▸ Instruction
Please copy the material below word for word, keeping every line unchanged.

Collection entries
┄┄┄┄┄┄

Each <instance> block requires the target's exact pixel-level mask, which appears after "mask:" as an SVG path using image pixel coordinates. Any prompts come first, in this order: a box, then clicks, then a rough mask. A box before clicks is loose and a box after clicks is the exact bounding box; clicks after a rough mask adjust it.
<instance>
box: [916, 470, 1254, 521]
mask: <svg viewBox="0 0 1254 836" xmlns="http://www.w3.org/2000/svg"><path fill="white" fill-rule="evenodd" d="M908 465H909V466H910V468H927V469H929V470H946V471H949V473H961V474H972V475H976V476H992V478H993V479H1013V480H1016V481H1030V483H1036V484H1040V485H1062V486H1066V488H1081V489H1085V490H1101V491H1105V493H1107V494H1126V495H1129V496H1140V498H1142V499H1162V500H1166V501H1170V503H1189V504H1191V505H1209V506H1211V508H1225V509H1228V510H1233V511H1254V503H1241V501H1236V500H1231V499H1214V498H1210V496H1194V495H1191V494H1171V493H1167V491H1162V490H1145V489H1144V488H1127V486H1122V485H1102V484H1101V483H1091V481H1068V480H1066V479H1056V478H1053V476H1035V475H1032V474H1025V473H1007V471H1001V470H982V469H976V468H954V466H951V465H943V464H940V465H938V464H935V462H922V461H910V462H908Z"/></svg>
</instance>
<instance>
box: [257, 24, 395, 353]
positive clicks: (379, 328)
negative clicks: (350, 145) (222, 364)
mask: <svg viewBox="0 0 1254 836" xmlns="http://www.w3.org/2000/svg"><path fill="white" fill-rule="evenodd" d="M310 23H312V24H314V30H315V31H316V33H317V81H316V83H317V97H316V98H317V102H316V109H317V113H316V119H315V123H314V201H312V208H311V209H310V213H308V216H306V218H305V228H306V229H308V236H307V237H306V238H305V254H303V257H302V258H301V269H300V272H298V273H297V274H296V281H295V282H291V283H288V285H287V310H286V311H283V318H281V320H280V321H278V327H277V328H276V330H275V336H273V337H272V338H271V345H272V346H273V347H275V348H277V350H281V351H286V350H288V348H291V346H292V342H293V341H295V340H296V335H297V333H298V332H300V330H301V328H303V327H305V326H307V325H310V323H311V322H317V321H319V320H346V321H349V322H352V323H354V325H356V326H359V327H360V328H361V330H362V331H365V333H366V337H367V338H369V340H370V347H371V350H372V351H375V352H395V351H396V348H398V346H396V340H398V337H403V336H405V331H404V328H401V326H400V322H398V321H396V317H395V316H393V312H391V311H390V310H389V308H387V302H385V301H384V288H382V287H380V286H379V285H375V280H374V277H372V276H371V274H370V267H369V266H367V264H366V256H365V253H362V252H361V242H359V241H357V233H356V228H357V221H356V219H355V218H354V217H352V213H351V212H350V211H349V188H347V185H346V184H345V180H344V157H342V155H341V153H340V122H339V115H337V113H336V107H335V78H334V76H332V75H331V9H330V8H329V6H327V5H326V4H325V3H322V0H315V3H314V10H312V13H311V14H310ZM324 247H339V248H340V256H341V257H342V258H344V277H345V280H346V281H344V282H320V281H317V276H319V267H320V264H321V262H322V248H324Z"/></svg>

┄┄┄┄┄┄

▸ Written solution
Each <instance> block requires the target's exact pixel-level mask, which appears after "mask:" as an SVG path using image pixel coordinates. Any prompts come first, in this order: a box, then clicks, then a rough mask. A box before clicks is loose and a box after clicks is the exact bounding box; clicks after a rough mask adjust it.
<instance>
box: [916, 470, 1254, 521]
mask: <svg viewBox="0 0 1254 836" xmlns="http://www.w3.org/2000/svg"><path fill="white" fill-rule="evenodd" d="M908 465H909V466H910V468H927V469H929V470H946V471H949V473H961V474H972V475H976V476H992V478H993V479H1013V480H1016V481H1030V483H1036V484H1040V485H1062V486H1066V488H1081V489H1085V490H1101V491H1105V493H1107V494H1126V495H1129V496H1140V498H1142V499H1162V500H1166V501H1170V503H1189V504H1191V505H1209V506H1211V508H1225V509H1228V510H1233V511H1254V503H1241V501H1236V500H1231V499H1214V498H1210V496H1194V495H1191V494H1171V493H1167V491H1162V490H1145V489H1144V488H1127V486H1122V485H1102V484H1101V483H1091V481H1068V480H1066V479H1056V478H1053V476H1035V475H1032V474H1025V473H1007V471H1001V470H982V469H976V468H954V466H951V465H943V464H940V465H938V464H935V462H922V461H910V462H908Z"/></svg>
</instance>
<instance>
box: [257, 24, 395, 353]
positive clicks: (379, 328)
negative clicks: (350, 145) (222, 364)
mask: <svg viewBox="0 0 1254 836" xmlns="http://www.w3.org/2000/svg"><path fill="white" fill-rule="evenodd" d="M310 23H312V24H314V30H315V31H316V33H317V81H316V83H317V97H316V98H317V102H316V109H317V113H316V119H315V123H314V201H312V208H311V209H310V213H308V216H306V218H305V228H306V229H308V236H307V237H306V238H305V254H303V257H302V258H301V269H300V272H298V273H297V274H296V281H295V282H291V283H288V285H287V310H286V311H283V318H281V320H280V321H278V327H277V328H276V330H275V336H273V337H272V338H271V345H272V346H273V347H275V348H277V350H281V351H286V350H288V348H291V346H292V342H293V341H295V340H296V335H297V333H298V332H300V330H301V328H303V327H305V326H307V325H310V323H311V322H317V321H319V320H346V321H349V322H352V323H354V325H356V326H359V327H360V328H361V330H362V331H365V333H366V337H367V338H369V340H370V347H371V350H372V351H375V352H395V351H396V348H398V346H396V340H398V337H403V336H405V331H404V328H401V326H400V322H398V321H396V317H395V316H393V312H391V311H390V310H389V308H387V302H385V301H384V288H382V287H380V286H379V285H375V280H374V277H372V276H371V274H370V267H369V266H367V264H366V256H365V253H362V252H361V242H359V241H357V233H356V228H357V221H356V219H355V218H354V217H352V213H351V212H350V211H349V188H347V185H346V184H345V180H344V157H342V155H341V153H340V122H339V115H337V113H336V107H335V78H334V76H332V75H331V9H330V8H329V6H327V5H326V4H325V3H322V0H315V3H314V10H312V13H311V14H310ZM324 247H339V248H340V256H341V257H342V258H344V277H345V280H346V281H344V282H320V281H317V276H319V267H320V264H321V262H322V248H324Z"/></svg>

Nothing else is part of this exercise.